Exercise text
>>>>>

Your Source Code is Your Data: Data Engineering for Medical Imaging Research in the Era of AI
The success of an AI system depends on the amount and quality of data used to train it. The database that was key to the latest AI revolution (ImageNet) contains millions of real-life images labeled into thousands of categories. No data collections of comparable extent and quality exist for radiology data. By many, this is considered to be the biggest challenge for AI in radiology. Training of AI models requires medical images accompanied by metadata and expert annotations (e.g., spatial location of the finding, its clinical characteristics), ideally linked with the non-imaging part of the patient record (e.g., biopsy results, genomic and blood serum tests). Large volumes of clinical images are routinely collected, interpreted visually and analyzed quantitatively, both in clinical and research studies.
Nevertheless, the result is often optimized for reuse by a human — not an algorithm. Tremendous effort is often needed to prepare datasets for AI training, combine data sets across sites or collections, or aggregate versatile datasets as often required to develop robust models. With the recent advances in automated imaging-based tissue phenotyping (radiomics) and other relevant AI technologies, there is a new realization of the value of the large, structured AI-ready datasets.

<<<<<

Work to be completed
From the text on data engineering for medical imaging research, return the passage starting with "Nevertheless, the result" and going on through "structured AI-ready datasets.", copied word for word. The records have nothing to do with the text.

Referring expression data
>>>>>

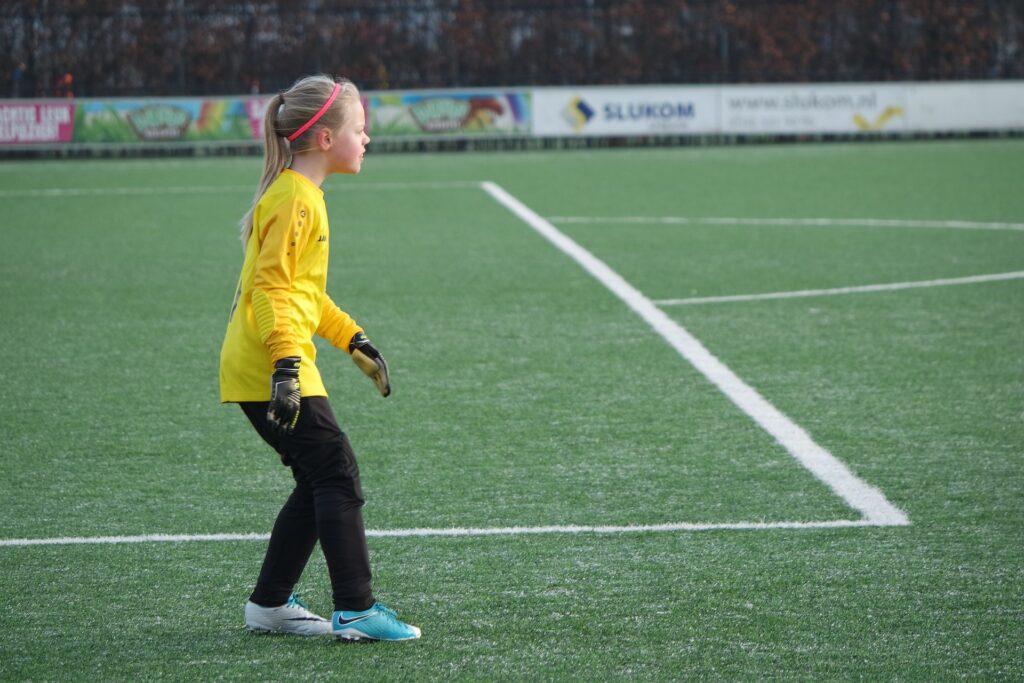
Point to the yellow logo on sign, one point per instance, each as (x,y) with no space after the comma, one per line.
(881,121)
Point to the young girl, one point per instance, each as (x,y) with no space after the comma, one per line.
(267,365)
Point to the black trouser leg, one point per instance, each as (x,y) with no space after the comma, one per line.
(328,484)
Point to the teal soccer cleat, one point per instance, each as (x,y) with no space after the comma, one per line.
(378,623)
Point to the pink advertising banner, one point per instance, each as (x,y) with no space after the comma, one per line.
(36,123)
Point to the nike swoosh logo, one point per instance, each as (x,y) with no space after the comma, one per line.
(343,622)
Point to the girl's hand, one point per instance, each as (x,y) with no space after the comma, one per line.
(369,359)
(283,412)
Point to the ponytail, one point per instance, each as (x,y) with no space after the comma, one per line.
(287,113)
(275,157)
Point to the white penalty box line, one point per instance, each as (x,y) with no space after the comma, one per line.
(455,531)
(875,507)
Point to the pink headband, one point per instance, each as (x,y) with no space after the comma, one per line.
(315,118)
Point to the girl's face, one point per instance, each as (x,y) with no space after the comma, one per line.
(349,141)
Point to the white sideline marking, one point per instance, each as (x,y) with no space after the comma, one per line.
(823,222)
(213,189)
(857,494)
(843,290)
(454,531)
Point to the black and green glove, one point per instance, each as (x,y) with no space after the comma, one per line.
(369,359)
(283,413)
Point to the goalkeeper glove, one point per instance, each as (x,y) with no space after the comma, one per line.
(370,361)
(283,412)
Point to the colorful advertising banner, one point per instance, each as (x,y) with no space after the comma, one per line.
(165,120)
(625,111)
(36,123)
(863,108)
(458,114)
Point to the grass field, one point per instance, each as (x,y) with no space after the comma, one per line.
(592,505)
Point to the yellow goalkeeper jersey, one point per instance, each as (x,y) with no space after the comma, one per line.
(281,301)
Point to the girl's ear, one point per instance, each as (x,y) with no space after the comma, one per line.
(324,138)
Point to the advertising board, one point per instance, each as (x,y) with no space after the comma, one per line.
(864,109)
(463,114)
(36,123)
(625,111)
(965,107)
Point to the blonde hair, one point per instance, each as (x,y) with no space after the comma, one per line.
(286,113)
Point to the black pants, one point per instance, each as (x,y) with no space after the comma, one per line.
(326,505)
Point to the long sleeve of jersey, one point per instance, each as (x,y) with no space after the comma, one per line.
(336,326)
(284,237)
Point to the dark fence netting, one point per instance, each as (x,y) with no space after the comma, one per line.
(175,47)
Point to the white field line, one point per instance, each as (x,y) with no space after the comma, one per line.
(822,222)
(1018,274)
(452,531)
(214,189)
(857,494)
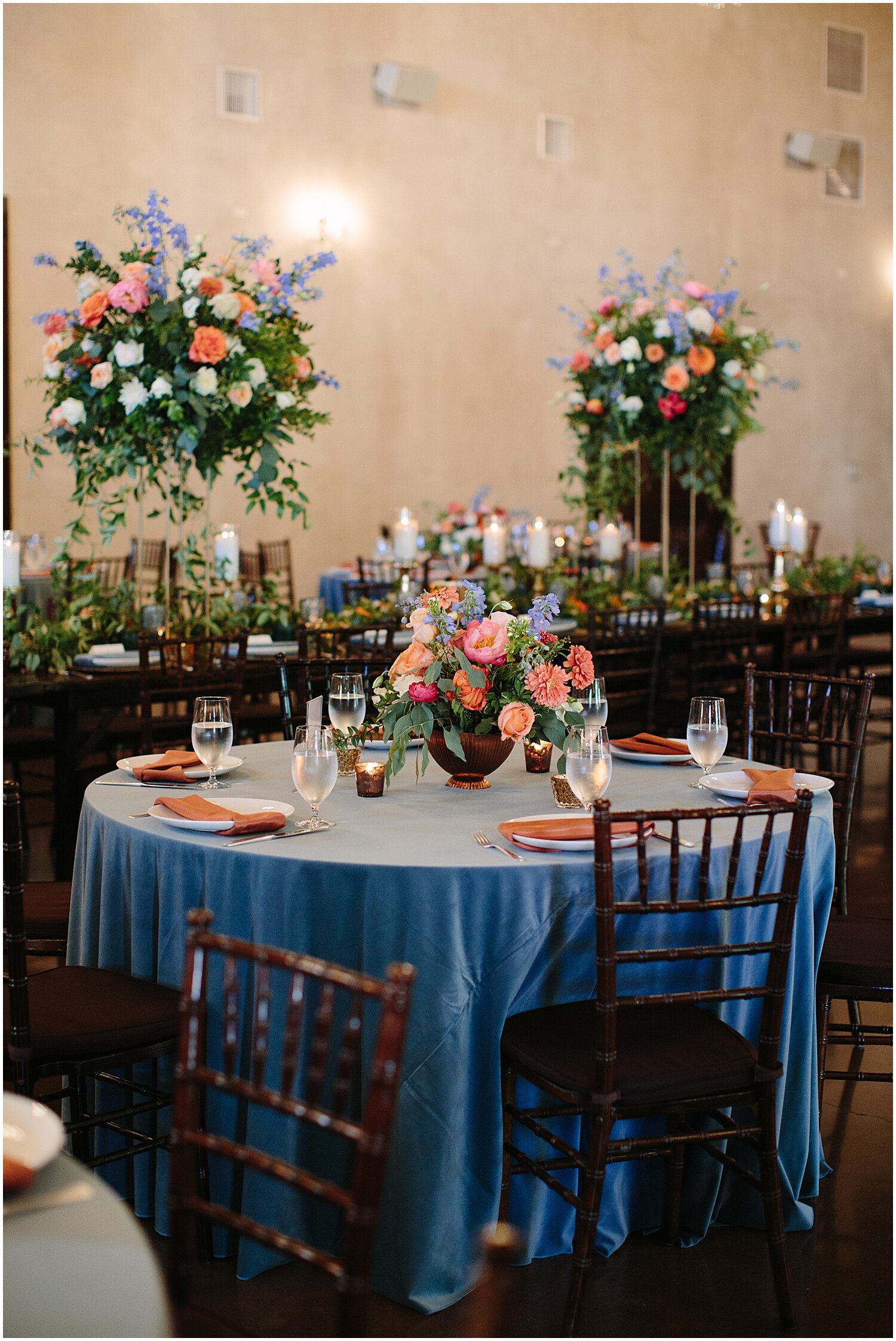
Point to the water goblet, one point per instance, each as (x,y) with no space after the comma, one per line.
(212,735)
(314,771)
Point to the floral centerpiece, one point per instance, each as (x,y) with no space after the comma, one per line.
(474,683)
(674,368)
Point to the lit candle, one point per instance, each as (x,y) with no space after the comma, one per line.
(227,553)
(404,537)
(11,561)
(778,524)
(539,544)
(799,532)
(494,542)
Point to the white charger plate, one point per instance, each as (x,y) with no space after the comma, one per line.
(33,1135)
(737,784)
(198,771)
(636,757)
(243,806)
(566,844)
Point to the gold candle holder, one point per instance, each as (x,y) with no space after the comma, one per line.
(370,778)
(538,756)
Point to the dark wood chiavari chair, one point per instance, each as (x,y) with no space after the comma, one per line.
(313,1081)
(625,647)
(79,1024)
(183,671)
(662,1054)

<<<<<

Task output
Nevertheless, the result is often optimized for reuse by a human — not an algorithm. Tremendous effort is often needed to prepare datasets for AI training, combine data sets across sites or collections, or aggregate versatile datasets as often required to develop robust models. With the recent advances in automated imaging-based tissue phenotyping (radiomics) and other relevant AI technologies, there is a new realization of the value of the large, structured AI-ready datasets.